— start SELECTED PASSAGE —

Tuesday, November 28, 2006

Code coverage: making sure your code is tested

Recently I discussed JUnit testing from within Eclipse, and blogged at several occasions about it in other situations. I cannot stress enough how useful unit testing is: it adds this extra set of eyeballs to make bugs shallow. And it does that, indeed.

Ensuring that you actually test all the code you write, however, is not easy. A couple of years back I read an article about Hansel, which does code coverage checking, but never got it nicely working for the CDK project. Never looked at that lately, so no idea how the current release would work out. Hansel is an extension of JUnit, and requires hard coding class names, which conflicts with CDK's module setup.

Thomas Kuhn pointed me last week to Emma, which seems a nice tool. It does not require hacking our source, and generates cool HTML:

And even highlights the source code:

BTW, I seem to be in good company: Classpath is using it too.

Below is the command I issued to generate the HTML output. Rajarshi, maybe this can be integrated into Nightly? Note that it only runs the tests for the data module:

ant dist-large dist-test-large
java -cp ~/tmp/emma-2.0.5312/lib/emma.jar emmarun -cp develjar/junit.jar:dist/jar/cdk-svn-20061128.jar:dist/jar/cdk-test-svn-20061128.jar -r html -sp src junit.textui.TestRunner org.openscience.cdk.test.MdataTest

Tuesday, November 14, 2006

German Conference on Chemoinformatics 2006: Day 3

Just some short quites note about the third day (see day 1 and 2). Today's program of the German Conference on Chemoinformatics started with a presentation by Rzepa about his work on a semantic wiki (DOI:10.1021/ci060139e), which might be online here. (He recorded a podcast, but I have not seen it online yet.) I wish I could see the sources of those wiki pages, to see how that system integrates RDF, but at least Jmol is running fine. The presentation by Couch showed the status of the Materials Grid project, and how a guy called AgentX does all the hard work. Ihlenfeldt updated us about the status of PubChem, and mostly on what they had to do to keep the system from dying from its own success, for example using something called minimol. Googling does not seem to help, as that points to a number of things, but not any PubChem webpage. I am still waiting for a European organization to set up a mirror.

— end SELECTED PASSAGE —

▶ **REQUESTS**
1. Name every presenter the blog posts mention from the third day of the German Conference on Chemoinformatics.
2. In the blog posts, which code coverage tool did Thomas Kuhn point the author to?
3. Repeat the blog posts word for word between "Ensuring that you" and "CDK's module setup.", inclusive.
The items that come next have nothing to do with the work asked here.

— start PROVIDED MATERIAL —

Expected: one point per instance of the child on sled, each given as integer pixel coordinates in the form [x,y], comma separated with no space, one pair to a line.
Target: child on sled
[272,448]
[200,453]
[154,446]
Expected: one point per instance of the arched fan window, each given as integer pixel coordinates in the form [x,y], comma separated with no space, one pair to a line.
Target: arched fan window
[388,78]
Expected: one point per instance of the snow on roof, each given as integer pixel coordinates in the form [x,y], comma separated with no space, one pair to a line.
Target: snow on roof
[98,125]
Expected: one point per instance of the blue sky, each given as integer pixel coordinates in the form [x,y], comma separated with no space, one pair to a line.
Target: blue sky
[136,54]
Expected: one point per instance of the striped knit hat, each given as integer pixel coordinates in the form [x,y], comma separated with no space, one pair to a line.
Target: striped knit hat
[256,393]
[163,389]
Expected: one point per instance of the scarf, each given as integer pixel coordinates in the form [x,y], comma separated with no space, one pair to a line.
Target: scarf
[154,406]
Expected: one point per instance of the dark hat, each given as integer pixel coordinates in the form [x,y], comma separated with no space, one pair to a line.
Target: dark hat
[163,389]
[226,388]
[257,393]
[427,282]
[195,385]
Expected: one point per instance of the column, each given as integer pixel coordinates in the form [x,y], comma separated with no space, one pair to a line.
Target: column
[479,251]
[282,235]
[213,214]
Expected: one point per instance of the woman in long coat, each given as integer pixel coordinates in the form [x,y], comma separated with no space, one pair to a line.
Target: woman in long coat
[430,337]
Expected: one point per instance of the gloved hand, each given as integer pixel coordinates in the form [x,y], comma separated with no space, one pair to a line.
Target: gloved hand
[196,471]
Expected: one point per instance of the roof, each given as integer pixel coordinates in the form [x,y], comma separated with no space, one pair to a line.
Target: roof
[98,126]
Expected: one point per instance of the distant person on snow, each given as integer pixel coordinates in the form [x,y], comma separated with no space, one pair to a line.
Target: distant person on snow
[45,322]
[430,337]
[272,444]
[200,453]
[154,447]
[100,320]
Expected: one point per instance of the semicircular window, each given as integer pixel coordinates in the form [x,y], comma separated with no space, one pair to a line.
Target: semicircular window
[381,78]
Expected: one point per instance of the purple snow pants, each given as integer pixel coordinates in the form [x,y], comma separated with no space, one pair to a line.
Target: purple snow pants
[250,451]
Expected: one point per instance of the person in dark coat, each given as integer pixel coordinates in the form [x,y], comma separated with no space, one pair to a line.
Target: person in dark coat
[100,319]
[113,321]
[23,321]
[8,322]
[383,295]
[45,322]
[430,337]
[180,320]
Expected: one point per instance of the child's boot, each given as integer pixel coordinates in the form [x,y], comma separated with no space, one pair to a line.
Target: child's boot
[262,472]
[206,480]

— end PROVIDED MATERIAL —
— start PROVIDED MATERIAL —

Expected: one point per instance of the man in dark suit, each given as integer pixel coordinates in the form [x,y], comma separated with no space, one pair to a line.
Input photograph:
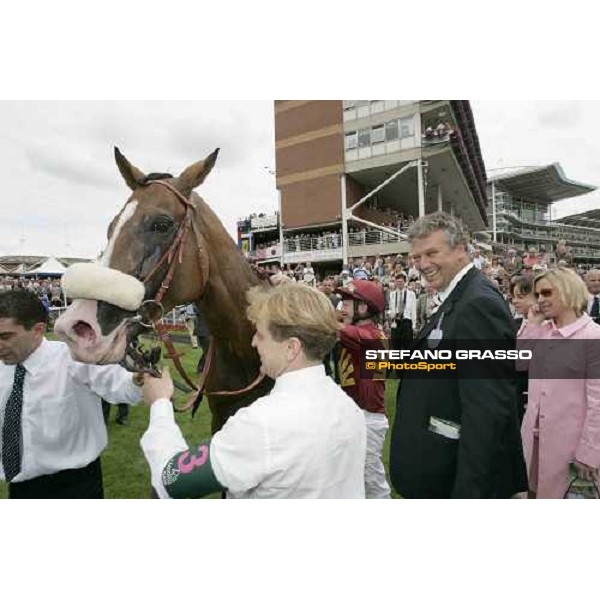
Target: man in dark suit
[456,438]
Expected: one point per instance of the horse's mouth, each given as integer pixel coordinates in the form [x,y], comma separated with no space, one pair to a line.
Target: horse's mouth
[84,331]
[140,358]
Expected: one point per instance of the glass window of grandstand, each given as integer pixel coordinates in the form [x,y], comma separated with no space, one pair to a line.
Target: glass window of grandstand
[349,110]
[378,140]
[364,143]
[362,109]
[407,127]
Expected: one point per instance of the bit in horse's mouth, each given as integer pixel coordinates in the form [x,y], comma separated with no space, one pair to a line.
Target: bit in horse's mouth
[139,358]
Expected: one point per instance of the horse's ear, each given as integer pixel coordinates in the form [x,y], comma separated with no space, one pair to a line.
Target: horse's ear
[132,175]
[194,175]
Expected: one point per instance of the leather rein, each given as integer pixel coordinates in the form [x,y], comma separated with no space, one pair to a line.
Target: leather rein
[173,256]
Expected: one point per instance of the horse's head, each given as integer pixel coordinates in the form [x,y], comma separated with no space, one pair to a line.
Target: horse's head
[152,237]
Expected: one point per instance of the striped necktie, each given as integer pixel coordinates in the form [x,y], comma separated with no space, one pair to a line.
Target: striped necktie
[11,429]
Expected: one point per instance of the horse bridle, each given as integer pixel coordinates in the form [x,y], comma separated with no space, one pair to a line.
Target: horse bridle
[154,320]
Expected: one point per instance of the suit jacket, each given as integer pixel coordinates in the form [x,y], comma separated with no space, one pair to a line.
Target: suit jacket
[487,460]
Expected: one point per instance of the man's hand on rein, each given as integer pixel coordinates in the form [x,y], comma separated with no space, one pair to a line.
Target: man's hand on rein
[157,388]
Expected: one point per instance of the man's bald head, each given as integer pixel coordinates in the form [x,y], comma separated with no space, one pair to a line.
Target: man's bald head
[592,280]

— end PROVIDED MATERIAL —

▶ **SET OF ANSWERS**
1. Rzepa, Couch, Ihlenfeldt

2. Emma

3.
Ensuring that you actually test all the code you write, however, is not easy. A couple of years back I read an article about Hansel, which does code coverage checking, but never got it nicely working for the CDK project. Never looked at that lately, so no idea how the current release would work out. Hansel is an extension of JUnit, and requires hard coding class names, which conflicts with CDK's module setup.